• [What this task involves] Turn every line of the records below into a Markdown table with the columns Row and Line, numbering each row and leaving out blank lines.

• [Labeled area outline entries]
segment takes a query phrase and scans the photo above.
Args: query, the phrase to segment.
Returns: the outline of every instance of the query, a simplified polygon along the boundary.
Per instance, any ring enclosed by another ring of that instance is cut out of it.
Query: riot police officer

• [Worked answer]
| Row | Line |
|---|---|
| 1 | segment takes a query phrase and scans the photo above. |
| 2 | Args: query, the phrase to segment. |
| 3 | Returns: the outline of every instance of the query, a simplified polygon along the boundary. |
| 4 | Per instance, any ring enclosed by another ring of that instance is cut out of it. |
| 5 | Query: riot police officer |